Problem to solve = Which rows below contain the string "fence"? Return every such row in full, counting only matches with the same case.

───── Exercise material ─────

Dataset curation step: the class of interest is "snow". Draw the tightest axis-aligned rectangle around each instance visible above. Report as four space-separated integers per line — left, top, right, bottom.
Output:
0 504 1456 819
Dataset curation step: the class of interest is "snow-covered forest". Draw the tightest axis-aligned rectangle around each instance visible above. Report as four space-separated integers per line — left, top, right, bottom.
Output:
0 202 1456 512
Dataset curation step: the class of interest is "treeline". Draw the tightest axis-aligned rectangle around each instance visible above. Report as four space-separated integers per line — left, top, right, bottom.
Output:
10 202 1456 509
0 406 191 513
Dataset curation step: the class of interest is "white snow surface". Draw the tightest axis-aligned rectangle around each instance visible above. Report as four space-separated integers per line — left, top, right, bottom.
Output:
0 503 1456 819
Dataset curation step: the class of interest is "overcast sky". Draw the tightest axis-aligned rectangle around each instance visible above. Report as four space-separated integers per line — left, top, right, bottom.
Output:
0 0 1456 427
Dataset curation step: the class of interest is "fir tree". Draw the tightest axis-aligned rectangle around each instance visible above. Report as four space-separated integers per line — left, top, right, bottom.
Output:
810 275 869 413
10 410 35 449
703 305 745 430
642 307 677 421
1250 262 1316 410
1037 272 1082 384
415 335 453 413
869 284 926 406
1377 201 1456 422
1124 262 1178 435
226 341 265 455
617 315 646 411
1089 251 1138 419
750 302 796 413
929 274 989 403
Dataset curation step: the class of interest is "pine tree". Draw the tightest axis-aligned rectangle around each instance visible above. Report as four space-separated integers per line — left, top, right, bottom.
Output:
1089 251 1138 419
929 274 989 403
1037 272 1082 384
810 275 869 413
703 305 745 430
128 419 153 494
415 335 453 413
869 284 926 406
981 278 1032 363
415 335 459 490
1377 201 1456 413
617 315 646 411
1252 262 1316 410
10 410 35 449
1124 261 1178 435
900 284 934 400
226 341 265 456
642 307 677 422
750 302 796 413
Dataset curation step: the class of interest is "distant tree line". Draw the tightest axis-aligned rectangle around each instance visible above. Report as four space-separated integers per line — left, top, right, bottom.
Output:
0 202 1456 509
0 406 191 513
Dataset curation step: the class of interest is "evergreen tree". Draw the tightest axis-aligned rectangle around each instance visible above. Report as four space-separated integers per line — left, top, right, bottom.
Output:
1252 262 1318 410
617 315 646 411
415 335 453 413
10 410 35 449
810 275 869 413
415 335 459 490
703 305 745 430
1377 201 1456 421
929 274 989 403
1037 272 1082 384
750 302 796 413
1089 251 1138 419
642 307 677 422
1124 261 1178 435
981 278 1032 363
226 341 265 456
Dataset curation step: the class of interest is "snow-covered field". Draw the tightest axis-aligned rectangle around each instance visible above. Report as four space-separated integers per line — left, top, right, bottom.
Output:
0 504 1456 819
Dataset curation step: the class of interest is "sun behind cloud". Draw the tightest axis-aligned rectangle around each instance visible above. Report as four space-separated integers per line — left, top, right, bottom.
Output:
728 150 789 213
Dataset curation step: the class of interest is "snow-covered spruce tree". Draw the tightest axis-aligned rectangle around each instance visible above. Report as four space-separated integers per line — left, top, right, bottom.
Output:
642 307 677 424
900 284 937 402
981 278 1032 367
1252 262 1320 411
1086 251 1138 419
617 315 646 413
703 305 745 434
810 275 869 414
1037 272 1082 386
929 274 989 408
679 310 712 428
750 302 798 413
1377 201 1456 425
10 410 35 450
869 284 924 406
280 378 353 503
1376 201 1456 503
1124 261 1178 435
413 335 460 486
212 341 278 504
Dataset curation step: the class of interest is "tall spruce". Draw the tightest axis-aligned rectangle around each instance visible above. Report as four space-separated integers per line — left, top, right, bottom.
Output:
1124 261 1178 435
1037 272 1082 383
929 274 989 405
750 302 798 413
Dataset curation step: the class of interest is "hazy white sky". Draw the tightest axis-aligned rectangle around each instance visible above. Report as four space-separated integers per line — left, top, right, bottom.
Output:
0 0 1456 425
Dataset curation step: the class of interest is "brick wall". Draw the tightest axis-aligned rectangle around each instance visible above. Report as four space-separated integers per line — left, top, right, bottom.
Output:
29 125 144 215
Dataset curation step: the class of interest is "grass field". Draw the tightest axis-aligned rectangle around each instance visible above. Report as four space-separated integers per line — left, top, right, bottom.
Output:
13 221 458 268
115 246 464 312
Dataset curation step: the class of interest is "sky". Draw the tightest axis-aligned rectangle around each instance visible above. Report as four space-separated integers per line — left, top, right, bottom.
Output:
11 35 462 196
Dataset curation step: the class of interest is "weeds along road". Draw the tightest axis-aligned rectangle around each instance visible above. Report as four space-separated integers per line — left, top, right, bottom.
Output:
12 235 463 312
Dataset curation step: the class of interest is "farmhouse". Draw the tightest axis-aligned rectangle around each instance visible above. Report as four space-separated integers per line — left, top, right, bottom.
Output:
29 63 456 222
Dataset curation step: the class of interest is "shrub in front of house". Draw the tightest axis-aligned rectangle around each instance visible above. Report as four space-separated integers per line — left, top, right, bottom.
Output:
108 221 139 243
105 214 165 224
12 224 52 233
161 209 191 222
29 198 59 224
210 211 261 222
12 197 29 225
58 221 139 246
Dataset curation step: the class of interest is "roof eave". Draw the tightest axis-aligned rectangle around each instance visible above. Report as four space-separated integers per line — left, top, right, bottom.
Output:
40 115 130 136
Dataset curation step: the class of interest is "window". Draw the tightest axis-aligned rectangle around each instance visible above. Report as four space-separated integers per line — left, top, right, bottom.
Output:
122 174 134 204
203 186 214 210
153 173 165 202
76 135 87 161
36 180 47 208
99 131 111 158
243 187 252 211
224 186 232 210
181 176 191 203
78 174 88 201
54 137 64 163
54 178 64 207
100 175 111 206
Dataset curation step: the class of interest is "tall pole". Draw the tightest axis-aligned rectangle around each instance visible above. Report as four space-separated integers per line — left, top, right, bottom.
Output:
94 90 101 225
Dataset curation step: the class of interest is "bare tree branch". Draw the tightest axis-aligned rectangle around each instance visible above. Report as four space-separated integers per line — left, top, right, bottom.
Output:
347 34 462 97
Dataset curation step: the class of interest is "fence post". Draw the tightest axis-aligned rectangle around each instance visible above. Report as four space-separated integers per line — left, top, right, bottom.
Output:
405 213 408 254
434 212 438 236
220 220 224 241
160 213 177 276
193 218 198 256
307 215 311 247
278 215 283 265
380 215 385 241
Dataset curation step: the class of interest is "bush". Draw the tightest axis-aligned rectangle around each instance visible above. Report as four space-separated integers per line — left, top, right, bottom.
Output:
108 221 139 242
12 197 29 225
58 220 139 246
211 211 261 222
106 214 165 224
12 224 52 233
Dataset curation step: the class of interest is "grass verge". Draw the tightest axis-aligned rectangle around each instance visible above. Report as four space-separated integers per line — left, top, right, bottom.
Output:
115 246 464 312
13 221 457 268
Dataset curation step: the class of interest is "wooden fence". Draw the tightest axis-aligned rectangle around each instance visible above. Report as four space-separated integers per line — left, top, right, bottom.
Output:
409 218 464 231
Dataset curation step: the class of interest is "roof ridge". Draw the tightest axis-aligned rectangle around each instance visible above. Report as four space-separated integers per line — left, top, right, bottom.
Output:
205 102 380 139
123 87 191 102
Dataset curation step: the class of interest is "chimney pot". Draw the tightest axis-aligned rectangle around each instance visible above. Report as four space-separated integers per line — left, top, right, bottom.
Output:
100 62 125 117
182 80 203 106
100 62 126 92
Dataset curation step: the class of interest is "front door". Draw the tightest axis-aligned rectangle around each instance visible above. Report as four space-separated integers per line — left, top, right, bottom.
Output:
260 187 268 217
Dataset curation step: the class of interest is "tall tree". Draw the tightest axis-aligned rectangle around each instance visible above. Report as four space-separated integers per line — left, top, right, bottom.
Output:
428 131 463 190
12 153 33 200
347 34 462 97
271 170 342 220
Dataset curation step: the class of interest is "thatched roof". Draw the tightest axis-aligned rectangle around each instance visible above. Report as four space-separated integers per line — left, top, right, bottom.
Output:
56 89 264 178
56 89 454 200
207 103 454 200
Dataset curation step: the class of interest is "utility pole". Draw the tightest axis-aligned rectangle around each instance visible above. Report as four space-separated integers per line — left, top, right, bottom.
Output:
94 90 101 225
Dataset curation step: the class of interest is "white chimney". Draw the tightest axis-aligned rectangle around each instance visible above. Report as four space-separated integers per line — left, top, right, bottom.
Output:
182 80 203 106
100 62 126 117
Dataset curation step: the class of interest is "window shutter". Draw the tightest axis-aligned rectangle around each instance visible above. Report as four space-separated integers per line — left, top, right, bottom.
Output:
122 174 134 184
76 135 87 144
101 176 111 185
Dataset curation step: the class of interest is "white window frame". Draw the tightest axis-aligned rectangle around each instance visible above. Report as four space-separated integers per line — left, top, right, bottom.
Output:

─────

Answer to this problem =
Dataset curation step: the class of interest is "fence post". Draw the tightest axis-aligned rectangle around each instance visible above. Report as four space-separated integers per line — left, top, right, bottom.
Dataset curation step: the class of interest is "wooden fence". Draw the tightest axis-aligned rectangle around each instance visible above. Report as four space-separated integers per line — left, top, right, bottom.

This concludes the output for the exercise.